**TASK INSTRUCTIONS**
Return the lines of the data below in which the string "photo" occurs.

Start of Block

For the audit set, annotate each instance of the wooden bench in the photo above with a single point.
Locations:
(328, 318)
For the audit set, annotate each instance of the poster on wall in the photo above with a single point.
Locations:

End of Block

**ANSWER BOX**
For the audit set, annotate each instance of the wooden bench in the photo above with a single point.
For the audit set, annotate each instance of the poster on wall in the photo above with a single point.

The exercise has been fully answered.